__Task set__
• 1. In the PyX passage, which file type is the only graphic format that can currently be imported through the graphics package?
• 2. Write out the part of the PyX passage starting with "When you define" and going on through "passed to PyX.".

— Start Reading passage —

When you define colors in LaTeX via one of the color models ``gray``, ``cmyk``,
``rgb``, ``RGB``, ``hsb``, then PyX will use the corresponding values (one to
four real numbers). In case you use any of the ``named`` colors in LaTeX, PyX
will use the corresponding predefined color (see module ``color`` and the color
table at the end of the manual). The additional LaTeX color model ``pyx`` allows
to use a PyX color expression, such as ``color.cmyk(0,0,0,0)`` directly in
LaTeX. It is passed to PyX.

When importing Encapsulated PostScript files (``eps`` files) PyX will rotate,
scale and clip your file like you expect it. Other graphic formats can not be
imported via the graphics package at the moment.

For reference purpose, the following specials can be handled by PyX at the
moment:

``PyX:color_begin (model) (spec)``
   starts a color. ``(model)`` is one of ``gray``, ``cmyk``, ``rgb``, ``hsb``,
   ``texnamed``, or ``pyxcolor``. ``(spec)`` depends on the model: a name or some
   numbers

``PyX:color_end``
   ends a color.

``PyX:epsinclude file= llx= lly= urx= ury= width= height= clip=0/1``
   includes an Encapsulated PostScript file (``eps`` files). The values of ``llx``
   to ``ury`` are in the files' coordinate system and specify the part of the
   graphics that should become the specified ``width`` and ``height`` in the
   outcome. The graphics may be clipped. The last three parameters are optional.

``PyX:scale_begin (x) (y)``
   begins scaling from the current point.

``PyX:scale_end``
   ends scaling.

``PyX:rotate_begin (angle)``
   begins rotation around the current point.

``PyX:rotate_end``
   ends rotation.


.. _config:

.. _pyxrc:

Configuration
=============

While the PyX configuration technically has nothing to do with the text module,
we mention it here as part of the text module since its main purpose is the
configuration of various aspects related to the typesetting of text.

— End Reading passage —
— Start Data —

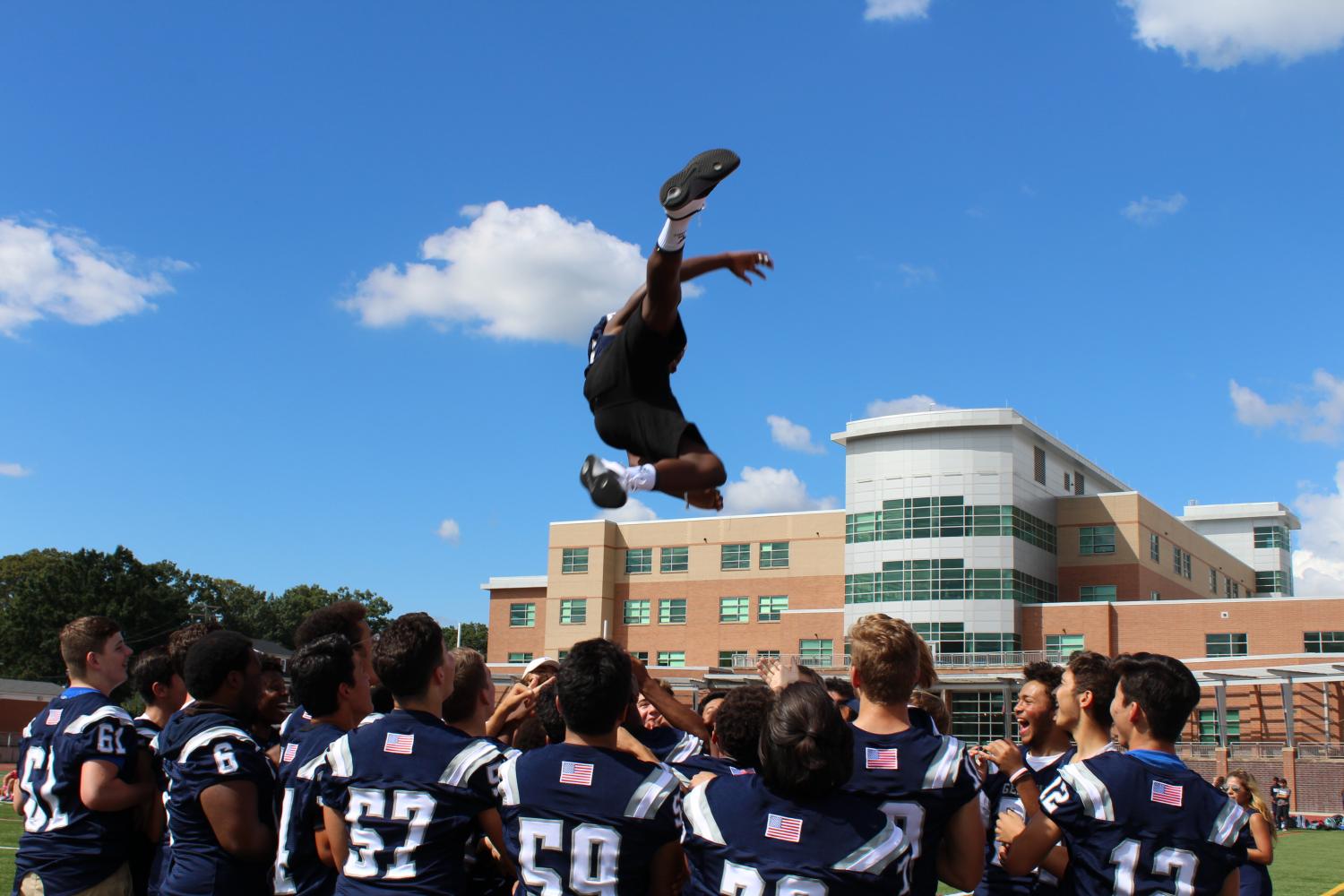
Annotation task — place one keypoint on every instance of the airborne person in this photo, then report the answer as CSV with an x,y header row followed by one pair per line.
x,y
634,351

— End Data —

__Answers__
• 1. Encapsulated PostScript (eps) files.

• 2.
When you define colors in LaTeX via one of the color models ``gray``, ``cmyk``,
``rgb``, ``RGB``, ``hsb``, then PyX will use the corresponding values (one to
four real numbers). In case you use any of the ``named`` colors in LaTeX, PyX
will use the corresponding predefined color (see module ``color`` and the color
table at the end of the manual). The additional LaTeX color model ``pyx`` allows
to use a PyX color expression, such as ``color.cmyk(0,0,0,0)`` directly in
LaTeX. It is passed to PyX.